TO DO:
Count the lines in the rows below that contain the string "background", with case significant, and give only that number.

DATASET ROWS:

_ _ _ _

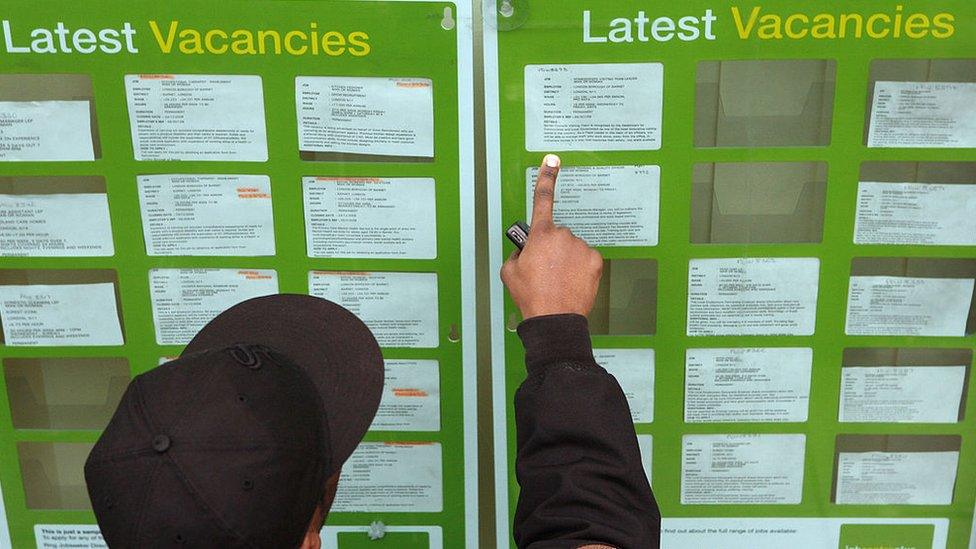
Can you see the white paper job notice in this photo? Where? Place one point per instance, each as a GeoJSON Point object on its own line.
{"type": "Point", "coordinates": [357, 115]}
{"type": "Point", "coordinates": [197, 117]}
{"type": "Point", "coordinates": [594, 107]}
{"type": "Point", "coordinates": [45, 131]}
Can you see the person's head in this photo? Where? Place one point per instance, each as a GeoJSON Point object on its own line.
{"type": "Point", "coordinates": [240, 441]}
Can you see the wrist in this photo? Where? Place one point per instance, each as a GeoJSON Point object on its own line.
{"type": "Point", "coordinates": [553, 338]}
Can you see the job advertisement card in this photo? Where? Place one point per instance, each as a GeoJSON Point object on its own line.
{"type": "Point", "coordinates": [392, 477]}
{"type": "Point", "coordinates": [753, 296]}
{"type": "Point", "coordinates": [185, 300]}
{"type": "Point", "coordinates": [197, 117]}
{"type": "Point", "coordinates": [38, 131]}
{"type": "Point", "coordinates": [605, 205]}
{"type": "Point", "coordinates": [365, 115]}
{"type": "Point", "coordinates": [593, 107]}
{"type": "Point", "coordinates": [908, 306]}
{"type": "Point", "coordinates": [60, 315]}
{"type": "Point", "coordinates": [634, 371]}
{"type": "Point", "coordinates": [901, 394]}
{"type": "Point", "coordinates": [742, 469]}
{"type": "Point", "coordinates": [411, 398]}
{"type": "Point", "coordinates": [399, 308]}
{"type": "Point", "coordinates": [55, 225]}
{"type": "Point", "coordinates": [923, 114]}
{"type": "Point", "coordinates": [207, 215]}
{"type": "Point", "coordinates": [896, 478]}
{"type": "Point", "coordinates": [924, 214]}
{"type": "Point", "coordinates": [365, 217]}
{"type": "Point", "coordinates": [747, 385]}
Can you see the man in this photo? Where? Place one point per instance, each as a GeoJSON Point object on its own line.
{"type": "Point", "coordinates": [578, 463]}
{"type": "Point", "coordinates": [240, 441]}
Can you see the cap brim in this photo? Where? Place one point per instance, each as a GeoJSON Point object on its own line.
{"type": "Point", "coordinates": [334, 347]}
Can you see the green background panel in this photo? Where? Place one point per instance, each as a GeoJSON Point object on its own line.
{"type": "Point", "coordinates": [407, 41]}
{"type": "Point", "coordinates": [553, 35]}
{"type": "Point", "coordinates": [399, 540]}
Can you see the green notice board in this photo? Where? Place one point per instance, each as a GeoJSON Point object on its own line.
{"type": "Point", "coordinates": [791, 321]}
{"type": "Point", "coordinates": [161, 162]}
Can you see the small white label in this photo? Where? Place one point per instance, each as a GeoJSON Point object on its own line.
{"type": "Point", "coordinates": [923, 114]}
{"type": "Point", "coordinates": [634, 371]}
{"type": "Point", "coordinates": [759, 296]}
{"type": "Point", "coordinates": [55, 225]}
{"type": "Point", "coordinates": [399, 308]}
{"type": "Point", "coordinates": [896, 478]}
{"type": "Point", "coordinates": [364, 115]}
{"type": "Point", "coordinates": [207, 215]}
{"type": "Point", "coordinates": [925, 214]}
{"type": "Point", "coordinates": [393, 478]}
{"type": "Point", "coordinates": [370, 218]}
{"type": "Point", "coordinates": [605, 205]}
{"type": "Point", "coordinates": [68, 536]}
{"type": "Point", "coordinates": [895, 305]}
{"type": "Point", "coordinates": [742, 469]}
{"type": "Point", "coordinates": [197, 117]}
{"type": "Point", "coordinates": [901, 394]}
{"type": "Point", "coordinates": [185, 300]}
{"type": "Point", "coordinates": [60, 314]}
{"type": "Point", "coordinates": [32, 131]}
{"type": "Point", "coordinates": [747, 385]}
{"type": "Point", "coordinates": [594, 107]}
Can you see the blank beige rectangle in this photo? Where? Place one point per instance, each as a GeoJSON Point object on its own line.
{"type": "Point", "coordinates": [64, 393]}
{"type": "Point", "coordinates": [38, 277]}
{"type": "Point", "coordinates": [53, 474]}
{"type": "Point", "coordinates": [626, 302]}
{"type": "Point", "coordinates": [764, 103]}
{"type": "Point", "coordinates": [752, 203]}
{"type": "Point", "coordinates": [53, 87]}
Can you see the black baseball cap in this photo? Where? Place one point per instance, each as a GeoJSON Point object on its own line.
{"type": "Point", "coordinates": [231, 444]}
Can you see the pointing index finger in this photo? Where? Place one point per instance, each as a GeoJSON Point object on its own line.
{"type": "Point", "coordinates": [545, 190]}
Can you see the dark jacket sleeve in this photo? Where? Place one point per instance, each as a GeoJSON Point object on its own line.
{"type": "Point", "coordinates": [577, 463]}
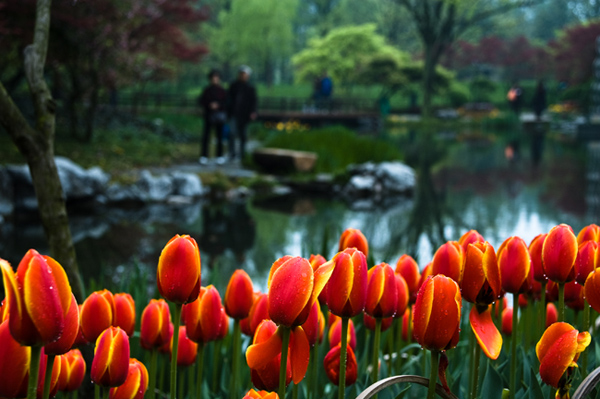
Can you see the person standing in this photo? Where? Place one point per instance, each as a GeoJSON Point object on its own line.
{"type": "Point", "coordinates": [213, 101]}
{"type": "Point", "coordinates": [242, 103]}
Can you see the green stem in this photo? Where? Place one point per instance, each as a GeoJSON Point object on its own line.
{"type": "Point", "coordinates": [344, 346]}
{"type": "Point", "coordinates": [152, 374]}
{"type": "Point", "coordinates": [200, 360]}
{"type": "Point", "coordinates": [237, 347]}
{"type": "Point", "coordinates": [561, 301]}
{"type": "Point", "coordinates": [475, 380]}
{"type": "Point", "coordinates": [176, 321]}
{"type": "Point", "coordinates": [285, 338]}
{"type": "Point", "coordinates": [433, 374]}
{"type": "Point", "coordinates": [34, 369]}
{"type": "Point", "coordinates": [375, 358]}
{"type": "Point", "coordinates": [48, 376]}
{"type": "Point", "coordinates": [586, 327]}
{"type": "Point", "coordinates": [513, 347]}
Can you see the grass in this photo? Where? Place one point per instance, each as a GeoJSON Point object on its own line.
{"type": "Point", "coordinates": [337, 147]}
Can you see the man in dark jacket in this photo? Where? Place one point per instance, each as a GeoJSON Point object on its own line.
{"type": "Point", "coordinates": [213, 101]}
{"type": "Point", "coordinates": [242, 104]}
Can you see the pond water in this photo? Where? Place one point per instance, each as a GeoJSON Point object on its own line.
{"type": "Point", "coordinates": [492, 183]}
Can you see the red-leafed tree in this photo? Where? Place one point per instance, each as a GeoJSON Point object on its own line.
{"type": "Point", "coordinates": [574, 53]}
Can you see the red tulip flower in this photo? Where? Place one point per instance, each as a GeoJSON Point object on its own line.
{"type": "Point", "coordinates": [156, 328]}
{"type": "Point", "coordinates": [294, 288]}
{"type": "Point", "coordinates": [179, 270]}
{"type": "Point", "coordinates": [97, 314]}
{"type": "Point", "coordinates": [239, 295]}
{"type": "Point", "coordinates": [448, 260]}
{"type": "Point", "coordinates": [135, 385]}
{"type": "Point", "coordinates": [437, 314]}
{"type": "Point", "coordinates": [124, 313]}
{"type": "Point", "coordinates": [587, 260]}
{"type": "Point", "coordinates": [515, 264]}
{"type": "Point", "coordinates": [264, 356]}
{"type": "Point", "coordinates": [382, 295]}
{"type": "Point", "coordinates": [332, 365]}
{"type": "Point", "coordinates": [559, 253]}
{"type": "Point", "coordinates": [589, 233]}
{"type": "Point", "coordinates": [558, 351]}
{"type": "Point", "coordinates": [408, 268]}
{"type": "Point", "coordinates": [39, 297]}
{"type": "Point", "coordinates": [72, 371]}
{"type": "Point", "coordinates": [354, 238]}
{"type": "Point", "coordinates": [111, 358]}
{"type": "Point", "coordinates": [347, 287]}
{"type": "Point", "coordinates": [203, 316]}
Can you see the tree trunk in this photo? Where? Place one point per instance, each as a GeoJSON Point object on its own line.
{"type": "Point", "coordinates": [37, 146]}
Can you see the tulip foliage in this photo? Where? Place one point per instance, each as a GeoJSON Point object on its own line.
{"type": "Point", "coordinates": [322, 327]}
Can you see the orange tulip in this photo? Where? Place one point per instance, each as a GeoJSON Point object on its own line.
{"type": "Point", "coordinates": [14, 366]}
{"type": "Point", "coordinates": [203, 316]}
{"type": "Point", "coordinates": [480, 278]}
{"type": "Point", "coordinates": [264, 356]}
{"type": "Point", "coordinates": [347, 287]}
{"type": "Point", "coordinates": [470, 237]}
{"type": "Point", "coordinates": [559, 253]}
{"type": "Point", "coordinates": [67, 339]}
{"type": "Point", "coordinates": [111, 358]}
{"type": "Point", "coordinates": [589, 233]}
{"type": "Point", "coordinates": [258, 312]}
{"type": "Point", "coordinates": [97, 314]}
{"type": "Point", "coordinates": [155, 329]}
{"type": "Point", "coordinates": [382, 294]}
{"type": "Point", "coordinates": [124, 313]}
{"type": "Point", "coordinates": [587, 260]}
{"type": "Point", "coordinates": [437, 314]}
{"type": "Point", "coordinates": [558, 351]}
{"type": "Point", "coordinates": [72, 371]}
{"type": "Point", "coordinates": [178, 272]}
{"type": "Point", "coordinates": [408, 268]}
{"type": "Point", "coordinates": [252, 394]}
{"type": "Point", "coordinates": [187, 349]}
{"type": "Point", "coordinates": [354, 238]}
{"type": "Point", "coordinates": [515, 264]}
{"type": "Point", "coordinates": [332, 365]}
{"type": "Point", "coordinates": [135, 385]}
{"type": "Point", "coordinates": [448, 260]}
{"type": "Point", "coordinates": [294, 288]}
{"type": "Point", "coordinates": [535, 251]}
{"type": "Point", "coordinates": [39, 297]}
{"type": "Point", "coordinates": [239, 295]}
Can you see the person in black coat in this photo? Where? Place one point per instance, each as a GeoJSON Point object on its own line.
{"type": "Point", "coordinates": [213, 101]}
{"type": "Point", "coordinates": [242, 103]}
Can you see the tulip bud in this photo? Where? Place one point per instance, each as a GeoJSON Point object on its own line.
{"type": "Point", "coordinates": [382, 293]}
{"type": "Point", "coordinates": [515, 264]}
{"type": "Point", "coordinates": [97, 314]}
{"type": "Point", "coordinates": [178, 272]}
{"type": "Point", "coordinates": [239, 295]}
{"type": "Point", "coordinates": [438, 301]}
{"type": "Point", "coordinates": [347, 287]}
{"type": "Point", "coordinates": [39, 296]}
{"type": "Point", "coordinates": [111, 358]}
{"type": "Point", "coordinates": [135, 385]}
{"type": "Point", "coordinates": [332, 365]}
{"type": "Point", "coordinates": [354, 238]}
{"type": "Point", "coordinates": [559, 253]}
{"type": "Point", "coordinates": [408, 268]}
{"type": "Point", "coordinates": [155, 329]}
{"type": "Point", "coordinates": [448, 260]}
{"type": "Point", "coordinates": [124, 313]}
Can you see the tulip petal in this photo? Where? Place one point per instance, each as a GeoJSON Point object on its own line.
{"type": "Point", "coordinates": [299, 354]}
{"type": "Point", "coordinates": [485, 330]}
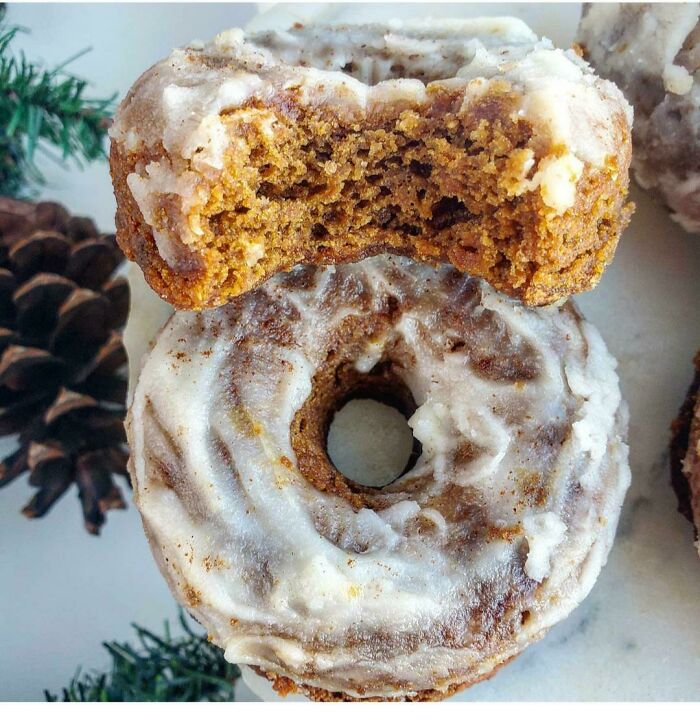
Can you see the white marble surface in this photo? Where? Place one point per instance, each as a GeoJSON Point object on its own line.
{"type": "Point", "coordinates": [637, 635]}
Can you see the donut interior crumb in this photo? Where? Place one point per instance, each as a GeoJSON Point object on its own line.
{"type": "Point", "coordinates": [438, 184]}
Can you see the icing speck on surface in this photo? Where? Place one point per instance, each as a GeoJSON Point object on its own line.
{"type": "Point", "coordinates": [358, 70]}
{"type": "Point", "coordinates": [508, 514]}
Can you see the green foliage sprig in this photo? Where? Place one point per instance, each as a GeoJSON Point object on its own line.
{"type": "Point", "coordinates": [160, 669]}
{"type": "Point", "coordinates": [41, 109]}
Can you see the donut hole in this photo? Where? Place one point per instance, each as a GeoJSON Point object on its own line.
{"type": "Point", "coordinates": [370, 442]}
{"type": "Point", "coordinates": [351, 437]}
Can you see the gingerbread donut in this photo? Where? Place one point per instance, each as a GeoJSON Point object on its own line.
{"type": "Point", "coordinates": [652, 51]}
{"type": "Point", "coordinates": [415, 589]}
{"type": "Point", "coordinates": [472, 142]}
{"type": "Point", "coordinates": [685, 454]}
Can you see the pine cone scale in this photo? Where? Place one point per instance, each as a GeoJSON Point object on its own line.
{"type": "Point", "coordinates": [62, 360]}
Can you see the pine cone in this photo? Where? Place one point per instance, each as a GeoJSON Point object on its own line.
{"type": "Point", "coordinates": [62, 385]}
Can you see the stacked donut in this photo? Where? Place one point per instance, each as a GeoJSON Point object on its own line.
{"type": "Point", "coordinates": [653, 52]}
{"type": "Point", "coordinates": [394, 212]}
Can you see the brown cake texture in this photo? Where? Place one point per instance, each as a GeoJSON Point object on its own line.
{"type": "Point", "coordinates": [685, 440]}
{"type": "Point", "coordinates": [514, 168]}
{"type": "Point", "coordinates": [430, 583]}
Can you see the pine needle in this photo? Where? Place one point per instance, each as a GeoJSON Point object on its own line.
{"type": "Point", "coordinates": [158, 669]}
{"type": "Point", "coordinates": [41, 108]}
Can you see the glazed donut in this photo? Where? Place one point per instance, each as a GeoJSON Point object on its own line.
{"type": "Point", "coordinates": [471, 142]}
{"type": "Point", "coordinates": [659, 72]}
{"type": "Point", "coordinates": [685, 454]}
{"type": "Point", "coordinates": [424, 586]}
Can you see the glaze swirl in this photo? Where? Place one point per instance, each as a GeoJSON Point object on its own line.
{"type": "Point", "coordinates": [425, 585]}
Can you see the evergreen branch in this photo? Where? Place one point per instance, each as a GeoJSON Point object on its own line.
{"type": "Point", "coordinates": [160, 669]}
{"type": "Point", "coordinates": [41, 107]}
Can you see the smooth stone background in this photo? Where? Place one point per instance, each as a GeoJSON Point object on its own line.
{"type": "Point", "coordinates": [637, 635]}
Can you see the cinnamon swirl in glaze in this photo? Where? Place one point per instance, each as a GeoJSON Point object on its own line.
{"type": "Point", "coordinates": [409, 591]}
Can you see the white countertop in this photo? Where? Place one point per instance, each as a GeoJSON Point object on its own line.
{"type": "Point", "coordinates": [637, 635]}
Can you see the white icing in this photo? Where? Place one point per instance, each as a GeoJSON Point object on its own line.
{"type": "Point", "coordinates": [677, 79]}
{"type": "Point", "coordinates": [544, 532]}
{"type": "Point", "coordinates": [282, 573]}
{"type": "Point", "coordinates": [179, 101]}
{"type": "Point", "coordinates": [652, 51]}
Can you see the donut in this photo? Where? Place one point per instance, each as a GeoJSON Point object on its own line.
{"type": "Point", "coordinates": [409, 591]}
{"type": "Point", "coordinates": [471, 142]}
{"type": "Point", "coordinates": [685, 454]}
{"type": "Point", "coordinates": [652, 51]}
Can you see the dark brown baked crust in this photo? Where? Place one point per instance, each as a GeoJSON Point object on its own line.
{"type": "Point", "coordinates": [438, 183]}
{"type": "Point", "coordinates": [284, 686]}
{"type": "Point", "coordinates": [680, 440]}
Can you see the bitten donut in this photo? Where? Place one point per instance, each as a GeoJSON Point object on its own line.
{"type": "Point", "coordinates": [422, 587]}
{"type": "Point", "coordinates": [652, 51]}
{"type": "Point", "coordinates": [471, 142]}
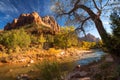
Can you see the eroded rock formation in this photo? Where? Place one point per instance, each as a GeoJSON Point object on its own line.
{"type": "Point", "coordinates": [25, 19]}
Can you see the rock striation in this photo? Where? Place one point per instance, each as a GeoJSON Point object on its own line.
{"type": "Point", "coordinates": [26, 19]}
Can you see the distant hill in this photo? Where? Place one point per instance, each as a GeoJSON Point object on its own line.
{"type": "Point", "coordinates": [90, 38]}
{"type": "Point", "coordinates": [36, 22]}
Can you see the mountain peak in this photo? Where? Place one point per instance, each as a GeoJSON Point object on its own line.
{"type": "Point", "coordinates": [29, 18]}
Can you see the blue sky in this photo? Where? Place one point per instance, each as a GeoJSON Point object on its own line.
{"type": "Point", "coordinates": [10, 9]}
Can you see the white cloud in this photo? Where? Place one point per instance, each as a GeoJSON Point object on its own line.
{"type": "Point", "coordinates": [106, 22]}
{"type": "Point", "coordinates": [6, 7]}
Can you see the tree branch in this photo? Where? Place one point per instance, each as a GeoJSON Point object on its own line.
{"type": "Point", "coordinates": [95, 5]}
{"type": "Point", "coordinates": [81, 27]}
{"type": "Point", "coordinates": [105, 4]}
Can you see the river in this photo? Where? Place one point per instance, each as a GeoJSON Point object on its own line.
{"type": "Point", "coordinates": [89, 58]}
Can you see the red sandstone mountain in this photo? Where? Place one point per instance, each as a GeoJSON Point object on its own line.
{"type": "Point", "coordinates": [26, 19]}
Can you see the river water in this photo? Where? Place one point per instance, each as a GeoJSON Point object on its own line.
{"type": "Point", "coordinates": [89, 58]}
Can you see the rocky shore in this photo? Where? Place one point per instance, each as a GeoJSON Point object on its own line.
{"type": "Point", "coordinates": [39, 55]}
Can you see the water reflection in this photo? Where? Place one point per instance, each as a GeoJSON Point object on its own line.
{"type": "Point", "coordinates": [89, 58]}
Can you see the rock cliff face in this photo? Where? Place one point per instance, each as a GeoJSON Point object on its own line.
{"type": "Point", "coordinates": [25, 19]}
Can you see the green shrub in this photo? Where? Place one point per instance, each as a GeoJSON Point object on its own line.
{"type": "Point", "coordinates": [14, 38]}
{"type": "Point", "coordinates": [50, 70]}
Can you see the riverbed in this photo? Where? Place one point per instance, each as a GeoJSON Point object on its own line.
{"type": "Point", "coordinates": [10, 71]}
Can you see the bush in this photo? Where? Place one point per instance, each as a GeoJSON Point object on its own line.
{"type": "Point", "coordinates": [50, 70]}
{"type": "Point", "coordinates": [14, 38]}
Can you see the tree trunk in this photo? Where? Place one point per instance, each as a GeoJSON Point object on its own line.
{"type": "Point", "coordinates": [101, 30]}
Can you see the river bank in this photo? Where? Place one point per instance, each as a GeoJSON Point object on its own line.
{"type": "Point", "coordinates": [35, 55]}
{"type": "Point", "coordinates": [68, 60]}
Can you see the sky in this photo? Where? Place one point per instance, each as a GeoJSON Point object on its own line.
{"type": "Point", "coordinates": [10, 9]}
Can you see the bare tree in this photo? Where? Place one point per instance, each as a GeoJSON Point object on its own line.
{"type": "Point", "coordinates": [80, 12]}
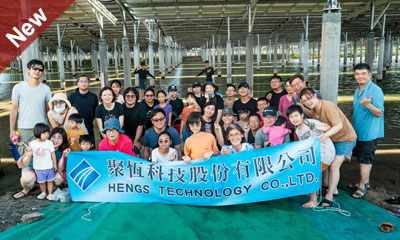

_ _ _ _

ANSWER IN FULL:
2